▶ GOAL A: In the excerpted passage about when writing gets hard, how long does the author say a break should last?
:: EXCERPTED PASSAGE ::
Yes, adding those layers and deepening the story is what makes if fun. I promise.

Happy writing!

 

When the writing gets hard

Yes, there are days when the writing gets hard. There are days when the editing gets harder.

Go on, Google all you want on creative blocks. You’ll find lots of answers.

Yes, follow all those leads if you will: read a book, take a walk, write anyway, edit anyway, blah, blah, blah.

The truth is there are just some days when you can’t do it. This blog is as much about my journey in writing as it is yours. It is my legacy. Someday someone will come along and read this and know that I’m sharing everything I know about writing with you in order to help you.

So here it is, the truth about when the writing gets hard:

Suck it up, cupcake. No job or career is fun all the time. There are times when you just have to make yourself have the discipline to step forward into the task you don’t really want to do. If you want to wait on the Muse, put down your pencil or delete all the writing files off your hard drive now. You cannot wait for anything. You only have this moment because one minute, one hour from now and it’s gone. Hard work requires discipline. If you want to have your book done, you have to do it.  Put your butt in the chair and do the work or suffer the regret later. That’s your choice.

Now I’m really going to injure those creative block lists. The thing is, they aren’t all wrong either. Sometimes you do need to step away for a moment. A moment! Half an hour or less, if you think that life won’t suck you into something else. Don’t let drama happen to you in order to procrastinate. If you think that’s going to happen, skip this paragraph and move right to the next one.

Just because you don’t want to write one book, or if you feel it’s too difficult of a scene for you to write from where you’re at in your life right now, switch to something else. Yes, you heard me. Start another project. (gasp!) I’ve found that everything cycles around. I’ve learned to listen to my Muse and what she wants to work on. Sometimes I have a schedule for a book and I have to override the Muse — but hey, who really is in control of this body anyway? When she gets a body, she can do what she wants too. Until then, I ask, “What would you like to work on?”, she answers, then I have to decide if it’s really wise or not. My decision. Then I step into discipline, put my butt in the chair, and get to work.
:::
:: TASK INPUTS ::
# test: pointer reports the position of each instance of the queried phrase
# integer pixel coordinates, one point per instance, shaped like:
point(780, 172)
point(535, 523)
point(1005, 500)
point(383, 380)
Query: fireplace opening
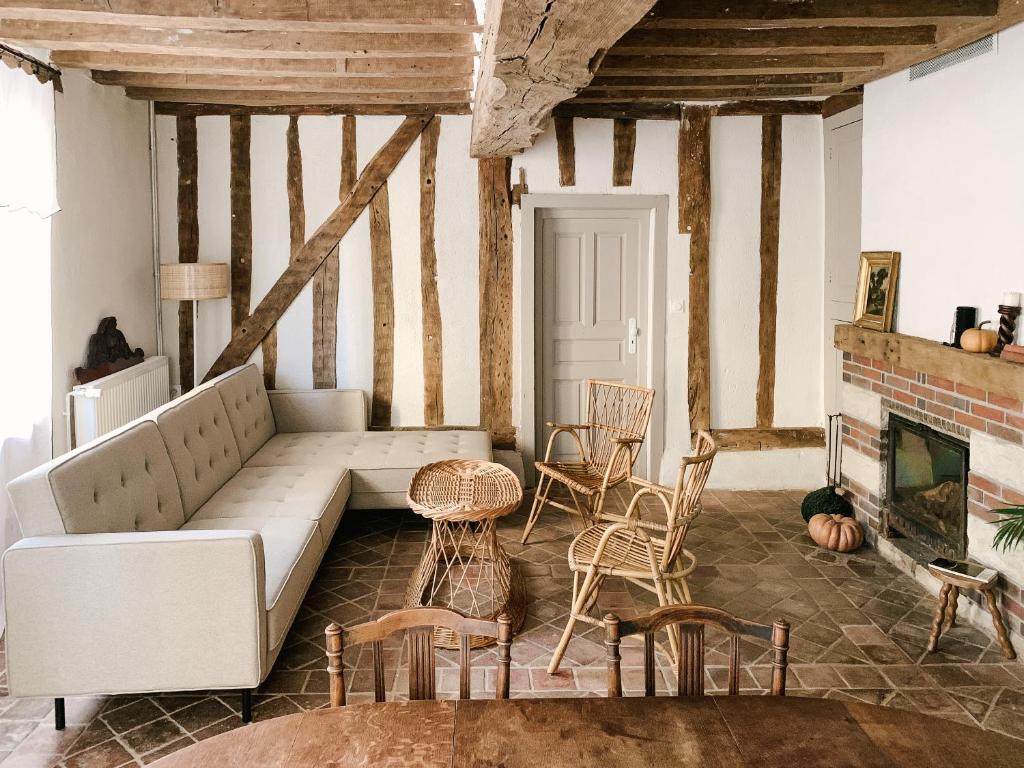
point(927, 486)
:::
▶ GOAL B: Rewrite the rows above with "fireplace opening" changed to "hearth opening", keeping everything else the same, and leave the pictures out.

▶ TASK OUTPUT A: Half an hour or less.

▶ TASK OUTPUT B:
# test: pointer reports the position of each instance of the queried phrase
# integer pixel coordinates, one point per instance, shaped like:
point(780, 172)
point(535, 523)
point(1005, 500)
point(383, 380)
Query: hearth opening
point(927, 486)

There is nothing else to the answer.